Text section:
• • • • • • •

Abstract

Control of a multi-degree-of-freedom structural system under earthquake excitation is investigated in this paper. The control approach based on the Generalized Minimum Variance (GMV) algorithm is developed and presented. Our approach is a generalization to multivariable systems of the GMV strategy designed initially for single-input-single-output (SISO) systems. Kanai-Tajimi and Clough-Penzien models are used to generate the seismic excitations. Those models are calculated using the specific soil parameters. Simulation tests using a 3DOF structure are performed and show the effectiveness of the control method.

1. Introduction

During the last decades, there have been many attempts in the field of structural control to develop new algorithms according to the increasing size and flexibility of building structures. This is done especially for multi-degree-of-freedom (MDOF) structures subjected to strong vibrations. A MDOF structure can be considered as a large-scale system with interconnected subsystems, which are story units. Therefore, control techniques initially designed for SDOF structures cannot be directly applied to MDOF structures. The problem of interconnection between story units and the structural proprieties of the building are considered as a whole system and must be addressed. The interconnection effects can also be introduced in control law formulation or considered as external disturbances to be compensated by control actions. Another problem encountered in MDOF structural control is the number and location of actuators. In fact it seems to be more efficient to place an actuator in each story unit, but the cost of implementation may be very expensive.

• • • • • • •

[Image object location entries]

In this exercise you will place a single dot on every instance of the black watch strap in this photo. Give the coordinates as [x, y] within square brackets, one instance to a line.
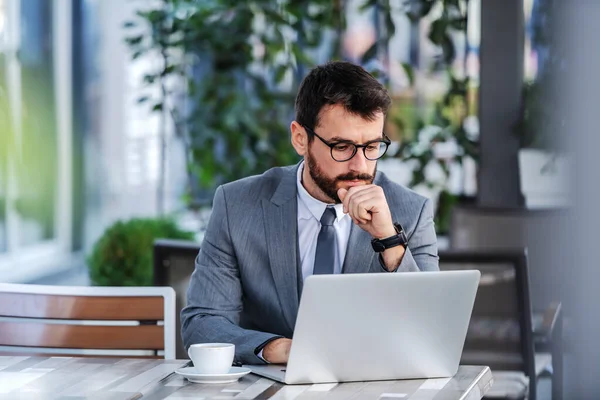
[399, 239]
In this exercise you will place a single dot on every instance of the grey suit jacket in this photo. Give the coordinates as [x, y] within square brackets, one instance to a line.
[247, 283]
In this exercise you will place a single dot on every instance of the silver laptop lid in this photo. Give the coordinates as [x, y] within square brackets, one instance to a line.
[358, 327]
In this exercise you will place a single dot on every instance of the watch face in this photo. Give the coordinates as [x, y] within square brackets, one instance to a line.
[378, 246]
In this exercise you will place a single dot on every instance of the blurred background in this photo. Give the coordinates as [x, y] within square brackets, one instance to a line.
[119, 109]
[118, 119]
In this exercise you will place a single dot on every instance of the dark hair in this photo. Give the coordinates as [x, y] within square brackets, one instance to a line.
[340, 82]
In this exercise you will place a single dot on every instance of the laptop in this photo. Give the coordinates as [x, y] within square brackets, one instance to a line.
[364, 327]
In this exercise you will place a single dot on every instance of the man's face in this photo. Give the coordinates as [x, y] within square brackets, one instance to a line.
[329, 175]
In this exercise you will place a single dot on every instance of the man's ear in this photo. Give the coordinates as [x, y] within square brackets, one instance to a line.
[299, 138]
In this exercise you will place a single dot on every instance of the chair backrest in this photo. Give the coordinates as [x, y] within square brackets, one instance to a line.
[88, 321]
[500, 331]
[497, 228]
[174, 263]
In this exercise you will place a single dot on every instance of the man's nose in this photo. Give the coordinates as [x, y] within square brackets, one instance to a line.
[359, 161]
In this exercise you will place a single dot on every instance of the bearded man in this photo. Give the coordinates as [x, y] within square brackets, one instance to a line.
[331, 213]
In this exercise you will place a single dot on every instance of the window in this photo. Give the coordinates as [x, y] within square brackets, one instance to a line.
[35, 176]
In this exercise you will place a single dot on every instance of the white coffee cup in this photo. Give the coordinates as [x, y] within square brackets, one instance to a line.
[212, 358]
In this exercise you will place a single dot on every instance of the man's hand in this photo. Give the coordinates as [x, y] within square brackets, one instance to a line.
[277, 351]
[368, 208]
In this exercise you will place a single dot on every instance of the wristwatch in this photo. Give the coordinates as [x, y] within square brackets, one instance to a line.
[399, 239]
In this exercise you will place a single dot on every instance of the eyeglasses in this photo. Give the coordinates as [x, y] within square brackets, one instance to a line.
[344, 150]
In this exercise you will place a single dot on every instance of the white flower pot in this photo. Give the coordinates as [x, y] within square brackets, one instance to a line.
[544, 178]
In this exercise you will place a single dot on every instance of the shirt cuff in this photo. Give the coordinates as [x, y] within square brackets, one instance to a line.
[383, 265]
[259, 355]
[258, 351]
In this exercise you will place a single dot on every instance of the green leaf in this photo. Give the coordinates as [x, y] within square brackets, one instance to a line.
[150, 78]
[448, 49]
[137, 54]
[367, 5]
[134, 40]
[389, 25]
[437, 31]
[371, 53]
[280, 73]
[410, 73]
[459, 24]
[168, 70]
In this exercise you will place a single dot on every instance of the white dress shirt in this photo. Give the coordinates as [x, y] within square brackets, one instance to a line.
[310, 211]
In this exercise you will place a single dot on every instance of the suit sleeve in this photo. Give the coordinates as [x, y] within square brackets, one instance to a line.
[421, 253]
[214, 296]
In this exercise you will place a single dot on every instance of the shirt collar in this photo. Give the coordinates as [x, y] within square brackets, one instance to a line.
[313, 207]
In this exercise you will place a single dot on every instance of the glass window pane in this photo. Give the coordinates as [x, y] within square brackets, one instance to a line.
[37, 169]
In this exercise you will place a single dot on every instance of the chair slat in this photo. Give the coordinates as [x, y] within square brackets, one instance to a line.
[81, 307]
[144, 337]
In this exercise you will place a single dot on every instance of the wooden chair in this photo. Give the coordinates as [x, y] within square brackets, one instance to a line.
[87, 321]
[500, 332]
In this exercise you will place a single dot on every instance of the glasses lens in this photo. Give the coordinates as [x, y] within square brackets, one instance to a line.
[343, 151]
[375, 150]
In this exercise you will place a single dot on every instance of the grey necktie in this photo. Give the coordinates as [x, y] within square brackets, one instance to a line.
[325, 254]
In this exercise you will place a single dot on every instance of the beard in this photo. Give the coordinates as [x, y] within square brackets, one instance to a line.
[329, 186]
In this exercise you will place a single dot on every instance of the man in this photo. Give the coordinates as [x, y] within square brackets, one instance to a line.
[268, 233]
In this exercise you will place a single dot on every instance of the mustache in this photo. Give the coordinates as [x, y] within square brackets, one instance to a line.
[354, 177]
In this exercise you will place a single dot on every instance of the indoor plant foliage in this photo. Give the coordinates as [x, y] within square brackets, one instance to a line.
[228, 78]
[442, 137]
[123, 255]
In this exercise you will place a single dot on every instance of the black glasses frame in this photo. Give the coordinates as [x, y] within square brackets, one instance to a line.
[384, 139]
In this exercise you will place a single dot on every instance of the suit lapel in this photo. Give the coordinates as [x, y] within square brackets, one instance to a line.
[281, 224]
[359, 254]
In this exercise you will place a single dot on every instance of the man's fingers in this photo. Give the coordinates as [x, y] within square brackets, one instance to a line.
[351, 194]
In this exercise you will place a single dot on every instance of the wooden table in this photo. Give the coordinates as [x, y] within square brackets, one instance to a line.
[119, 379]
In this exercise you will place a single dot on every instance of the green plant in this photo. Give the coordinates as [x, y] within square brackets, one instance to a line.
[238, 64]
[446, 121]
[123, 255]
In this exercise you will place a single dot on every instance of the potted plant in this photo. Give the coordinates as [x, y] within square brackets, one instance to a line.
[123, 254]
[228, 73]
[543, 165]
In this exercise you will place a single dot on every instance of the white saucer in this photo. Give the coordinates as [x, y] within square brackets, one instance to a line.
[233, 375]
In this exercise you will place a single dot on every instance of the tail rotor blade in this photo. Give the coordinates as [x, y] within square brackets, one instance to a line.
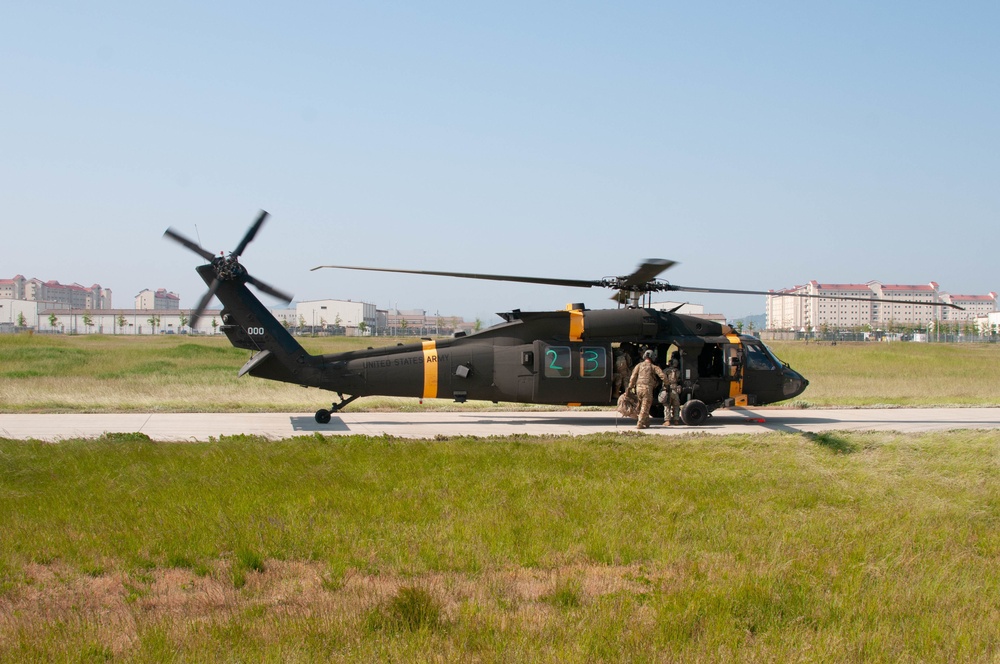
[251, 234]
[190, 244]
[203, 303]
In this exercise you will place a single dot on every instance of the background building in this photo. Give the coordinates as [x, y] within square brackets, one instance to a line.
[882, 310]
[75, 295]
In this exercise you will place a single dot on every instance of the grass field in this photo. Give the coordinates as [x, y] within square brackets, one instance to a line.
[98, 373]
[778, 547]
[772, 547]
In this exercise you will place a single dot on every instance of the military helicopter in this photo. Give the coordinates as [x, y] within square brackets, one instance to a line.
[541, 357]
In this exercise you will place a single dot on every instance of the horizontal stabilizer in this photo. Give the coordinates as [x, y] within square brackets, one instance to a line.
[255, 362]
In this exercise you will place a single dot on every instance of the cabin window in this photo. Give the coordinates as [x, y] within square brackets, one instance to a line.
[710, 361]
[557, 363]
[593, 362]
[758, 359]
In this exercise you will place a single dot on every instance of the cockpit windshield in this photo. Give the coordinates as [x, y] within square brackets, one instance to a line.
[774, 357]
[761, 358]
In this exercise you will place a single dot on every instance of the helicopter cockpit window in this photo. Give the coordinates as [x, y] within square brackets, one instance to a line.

• • • • • • •

Written task:
Write out part of the text on earthquake structural control, beginning at the words that contain "Control of a" and stopping after "the control method.". The listing is not needed for anything here.

Answer in full:
Control of a multi-degree-of-freedom structural system under earthquake excitation is investigated in this paper. The control approach based on the Generalized Minimum Variance (GMV) algorithm is developed and presented. Our approach is a generalization to multivariable systems of the GMV strategy designed initially for single-input-single-output (SISO) systems. Kanai-Tajimi and Clough-Penzien models are used to generate the seismic excitations. Those models are calculated using the specific soil parameters. Simulation tests using a 3DOF structure are performed and show the effectiveness of the control method.